- **GIVEN TASK**
Exactly reproduce the entries, dropping any pictures from your copy.

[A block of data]
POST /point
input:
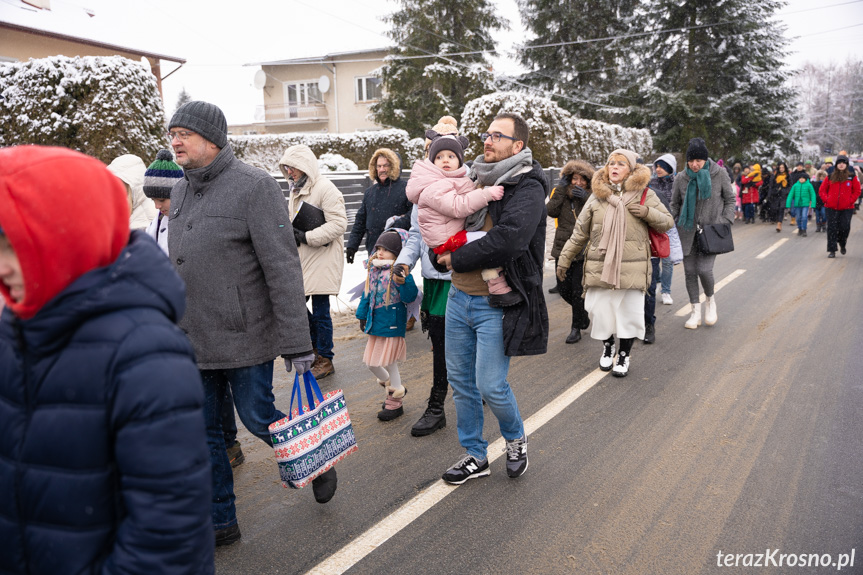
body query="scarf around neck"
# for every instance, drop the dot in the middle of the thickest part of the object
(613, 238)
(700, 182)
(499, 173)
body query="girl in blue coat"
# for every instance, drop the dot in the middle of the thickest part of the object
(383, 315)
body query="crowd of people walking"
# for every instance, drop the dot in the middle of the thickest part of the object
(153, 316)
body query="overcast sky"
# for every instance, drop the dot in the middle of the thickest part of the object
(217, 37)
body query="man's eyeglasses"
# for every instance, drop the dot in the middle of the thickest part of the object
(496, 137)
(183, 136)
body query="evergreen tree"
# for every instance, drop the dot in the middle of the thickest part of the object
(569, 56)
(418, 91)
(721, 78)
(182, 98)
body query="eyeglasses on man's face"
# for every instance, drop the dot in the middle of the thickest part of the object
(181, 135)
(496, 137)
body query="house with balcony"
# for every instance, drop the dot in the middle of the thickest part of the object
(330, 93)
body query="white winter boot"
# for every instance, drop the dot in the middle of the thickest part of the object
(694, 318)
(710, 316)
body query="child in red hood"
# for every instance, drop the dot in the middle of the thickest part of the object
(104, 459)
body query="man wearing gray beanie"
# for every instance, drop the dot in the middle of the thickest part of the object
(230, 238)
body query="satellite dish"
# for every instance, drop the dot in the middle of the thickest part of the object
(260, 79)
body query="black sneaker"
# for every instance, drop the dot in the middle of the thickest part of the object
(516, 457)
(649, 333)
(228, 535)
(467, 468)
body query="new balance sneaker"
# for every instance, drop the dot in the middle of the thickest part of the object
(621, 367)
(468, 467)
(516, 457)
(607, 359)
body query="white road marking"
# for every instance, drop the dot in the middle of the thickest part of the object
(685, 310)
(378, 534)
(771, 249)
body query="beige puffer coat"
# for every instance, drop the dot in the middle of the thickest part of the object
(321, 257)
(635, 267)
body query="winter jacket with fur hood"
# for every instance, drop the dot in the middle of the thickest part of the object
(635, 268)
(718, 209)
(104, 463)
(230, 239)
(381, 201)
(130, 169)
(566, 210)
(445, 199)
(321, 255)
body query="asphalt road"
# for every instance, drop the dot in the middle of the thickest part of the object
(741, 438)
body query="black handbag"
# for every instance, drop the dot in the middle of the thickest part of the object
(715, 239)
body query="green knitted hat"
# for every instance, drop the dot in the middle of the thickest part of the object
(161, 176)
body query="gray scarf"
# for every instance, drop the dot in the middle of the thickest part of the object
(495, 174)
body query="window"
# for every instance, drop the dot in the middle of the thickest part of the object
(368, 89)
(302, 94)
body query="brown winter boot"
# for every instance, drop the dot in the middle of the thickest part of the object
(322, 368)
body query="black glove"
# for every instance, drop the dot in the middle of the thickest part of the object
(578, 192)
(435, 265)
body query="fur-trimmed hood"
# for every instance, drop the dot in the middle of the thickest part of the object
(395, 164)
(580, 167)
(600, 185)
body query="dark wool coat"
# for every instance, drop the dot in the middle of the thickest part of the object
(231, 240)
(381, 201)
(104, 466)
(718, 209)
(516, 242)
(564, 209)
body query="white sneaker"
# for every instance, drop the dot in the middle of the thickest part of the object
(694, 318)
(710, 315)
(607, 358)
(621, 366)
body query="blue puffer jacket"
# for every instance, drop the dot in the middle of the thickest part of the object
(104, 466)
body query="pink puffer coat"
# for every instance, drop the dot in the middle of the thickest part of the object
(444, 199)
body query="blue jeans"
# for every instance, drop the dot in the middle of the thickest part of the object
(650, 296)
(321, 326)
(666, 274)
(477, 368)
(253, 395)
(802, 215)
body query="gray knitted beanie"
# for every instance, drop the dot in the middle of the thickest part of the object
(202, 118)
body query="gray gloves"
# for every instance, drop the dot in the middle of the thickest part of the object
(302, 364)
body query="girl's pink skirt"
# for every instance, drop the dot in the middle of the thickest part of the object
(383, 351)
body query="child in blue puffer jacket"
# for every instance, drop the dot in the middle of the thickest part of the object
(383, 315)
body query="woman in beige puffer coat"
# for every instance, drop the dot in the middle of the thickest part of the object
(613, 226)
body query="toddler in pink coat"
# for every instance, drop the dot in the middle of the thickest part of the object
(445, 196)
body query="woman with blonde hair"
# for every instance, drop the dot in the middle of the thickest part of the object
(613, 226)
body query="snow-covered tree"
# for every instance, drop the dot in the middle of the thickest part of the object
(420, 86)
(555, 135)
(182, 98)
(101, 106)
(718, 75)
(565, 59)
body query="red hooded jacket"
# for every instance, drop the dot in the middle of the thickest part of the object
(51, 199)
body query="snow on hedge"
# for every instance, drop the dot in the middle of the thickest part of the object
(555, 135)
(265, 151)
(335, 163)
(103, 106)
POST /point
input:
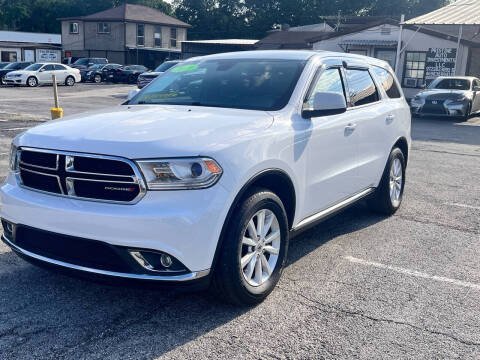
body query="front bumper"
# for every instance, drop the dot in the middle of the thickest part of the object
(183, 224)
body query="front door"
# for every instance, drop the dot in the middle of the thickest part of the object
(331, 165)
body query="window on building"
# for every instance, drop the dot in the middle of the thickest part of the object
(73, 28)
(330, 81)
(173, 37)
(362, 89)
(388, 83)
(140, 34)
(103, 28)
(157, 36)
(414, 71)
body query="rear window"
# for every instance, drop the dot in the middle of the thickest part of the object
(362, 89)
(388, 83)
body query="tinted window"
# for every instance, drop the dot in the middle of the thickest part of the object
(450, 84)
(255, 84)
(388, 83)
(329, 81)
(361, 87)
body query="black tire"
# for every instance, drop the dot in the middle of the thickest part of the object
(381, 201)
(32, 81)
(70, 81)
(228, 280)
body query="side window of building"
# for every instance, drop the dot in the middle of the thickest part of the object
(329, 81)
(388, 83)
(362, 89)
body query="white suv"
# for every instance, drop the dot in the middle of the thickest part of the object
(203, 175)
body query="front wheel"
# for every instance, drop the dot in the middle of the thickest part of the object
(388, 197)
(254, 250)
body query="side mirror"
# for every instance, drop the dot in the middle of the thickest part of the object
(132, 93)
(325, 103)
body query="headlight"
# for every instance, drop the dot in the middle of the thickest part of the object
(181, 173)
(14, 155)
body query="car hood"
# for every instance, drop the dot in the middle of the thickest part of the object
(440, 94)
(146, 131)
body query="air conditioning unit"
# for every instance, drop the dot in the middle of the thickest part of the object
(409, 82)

- **CORRECT OUTPUT**
POST /point
input:
body query="scarf around neck"
# for every instance, drop the dot in the middle of the thickest part of the object
(613, 238)
(700, 182)
(499, 173)
body query="girl in blue coat"
# for every instance, drop the dot in the middle of the thickest part of the object
(383, 315)
body query="crowd of people walking"
# for every instance, drop the dot in the middle of the thickest part of the object
(153, 316)
body query="overcast sky"
# for every instance, drop the dot in the middle of the thickest part of the object
(217, 37)
body query="man's eyeglasses"
# for every instance, drop the dot in the middle of the thickest part of the object
(496, 137)
(183, 136)
body query="evergreen tree"
# for every instance, drop the dot in the middle of the thickest part of the object
(569, 56)
(418, 91)
(721, 78)
(182, 98)
body query="eyeglasses on man's face"
# for every instance, drop the dot in the middle of the thickest part of the object
(181, 135)
(496, 137)
body query="house with balcony"
# for every instance, drop the dot in the middle of the thickest part of the object
(330, 93)
body query="white winter boot"
# for every instance, drop the dot in the middle of the thickest part of the object
(694, 318)
(710, 316)
body query="child in red hood"
# for every instance, drop the dot in the middle of the thickest part of the object
(104, 459)
body query="man wearing gray beanie"
# for every instance, drop the dot in the middle of the thickest part of the object
(230, 238)
body query="satellite dish"
# for every instance, drop the dot in the middle of the thickest part of the object
(260, 79)
body query="black sneaker"
# for every instance, drop the dot in the middle of the thickest part of the object
(516, 457)
(649, 333)
(228, 535)
(467, 468)
body query="new balance sneaker"
# for every instance, drop the dot in the middle of the thickest part of the object
(621, 367)
(468, 467)
(516, 457)
(607, 359)
body query="white road marking"
# for every instance, drop the dot in the middle of the thickest part of the object
(685, 310)
(378, 534)
(771, 249)
body query="beige puffer coat"
# for every instance, drop the dot in the middle of the thickest part of the object
(321, 257)
(635, 267)
body query="winter jacket with fur hood"
# for every instance, drop the dot in the middle of the thickest part of the object
(635, 268)
(718, 209)
(104, 463)
(230, 239)
(381, 201)
(130, 169)
(566, 210)
(445, 199)
(321, 255)
body query="asphalt road"
# for every instance, drop the dot in the middle of the thickest part of the object
(741, 438)
body query="black handbag"
# for every instance, drop the dot in the middle of the thickest part of the object
(715, 239)
body query="green knitted hat"
# for every instance, drop the dot in the middle of the thickest part of the object
(161, 176)
body query="gray scarf"
# for every instance, drop the dot in the middle of the thickest part of the object
(495, 174)
body query="window"
# for every instance, drop the dot in the middle of the thickest part of the object
(368, 89)
(302, 94)
body query="brown winter boot"
# for every instance, drop the dot in the middle of the thickest part of the object
(322, 368)
body query="black glove"
# for every instance, drop the dot in the middle of the thickest part of the object
(578, 192)
(435, 265)
body query="fur-trimmed hood"
# for every instance, drop the dot in the middle of the thickest part of the object
(395, 164)
(580, 167)
(600, 185)
body query="dark wool coat"
# for every instance, drop the dot in the middle of the thickest part of the object
(231, 240)
(381, 201)
(104, 466)
(718, 209)
(516, 242)
(564, 209)
body query="white sneaker"
# for every instance, drop the dot in the middle of the thickest part of the object
(694, 318)
(710, 315)
(607, 358)
(621, 366)
body query="blue puffer jacket"
# for every instance, drop the dot in the middle of the thickest part of the object
(104, 466)
body query="pink puffer coat"
# for every instance, drop the dot in the middle of the thickest part of the object
(444, 199)
body query="blue jeans"
# for every instance, drop the dot in the middle of the thickest part of the object
(650, 296)
(321, 326)
(666, 274)
(477, 368)
(253, 395)
(802, 215)
body query="gray knitted beanie"
# for every instance, drop the dot in the middle of the thickest part of the object
(202, 118)
body query="gray gloves"
# for every instance, drop the dot in the middle of the thickest part of the object
(302, 364)
body query="girl's pink skirt"
# for every instance, drop the dot in the middle of the thickest part of the object
(383, 351)
body query="child in blue puffer jacket"
# for every instance, drop the dot in the middle of the thickest part of the object
(383, 315)
body query="woman in beige puffer coat"
# for every instance, drop the dot in the middle of the thickest part of the object
(613, 226)
body query="toddler in pink coat"
# for every instance, drop the dot in the middle of the thickest part of the object
(445, 196)
body query="woman with blonde hair"
# for every instance, drop the dot in the middle of the thickest part of the object
(613, 226)
body query="snow-covered tree"
# for every instance, drop the dot in the middle of the thickest part of the object
(420, 86)
(555, 135)
(182, 98)
(101, 106)
(718, 75)
(565, 59)
body query="red hooded jacket"
# for every instance, drop the dot in the middle of the thickest part of the object
(51, 199)
body query="snow on hedge"
# for every instance, drop the dot in the middle of the thickest part of the object
(555, 135)
(265, 151)
(335, 163)
(103, 106)
POST /point
input:
body query="front bumper"
# for every instance, drop the dot in the middle of the thickest part of the object
(183, 224)
body query="front door"
# for every instance, drop the dot in the middle of the thickest part of the object
(331, 165)
body query="window on building"
# for every instance, drop the dot in the middle of the thickest part of the object
(73, 28)
(330, 81)
(173, 37)
(362, 89)
(388, 83)
(140, 34)
(103, 28)
(157, 36)
(414, 71)
body query="rear window"
# for every instance, drop the dot in the middle of the thickest part of the object
(362, 89)
(388, 83)
body query="tinted window"
# for every instance, drop the dot in the middle of the thickest part of the object
(450, 84)
(255, 84)
(388, 83)
(329, 81)
(361, 87)
body query="black tire"
# for every instance, drop the dot in the middle of the thickest part of the object
(381, 201)
(32, 81)
(70, 81)
(228, 280)
body query="side window of building"
# for every instance, drop the dot in the middle of the thickest part of the object
(329, 81)
(388, 83)
(362, 89)
body query="white suv"
# for every instance, drop the dot in the middle of the thickest part of the object
(203, 175)
body query="front wheel"
# for every instance, drop the dot in the middle of the thickest part of the object
(388, 197)
(254, 250)
body query="side mirror"
# for every instance, drop the dot in the middle of the thickest part of the object
(132, 93)
(325, 103)
body query="headlight"
# for every instance, drop the dot in the middle of the thickest part of the object
(181, 173)
(14, 155)
body query="car hood"
# for every instance, drop the dot in the middle of the thickest part of the object
(440, 94)
(146, 131)
body query="air conditioning unit"
# for every instance, drop the dot in the middle of the thickest part of the object
(409, 82)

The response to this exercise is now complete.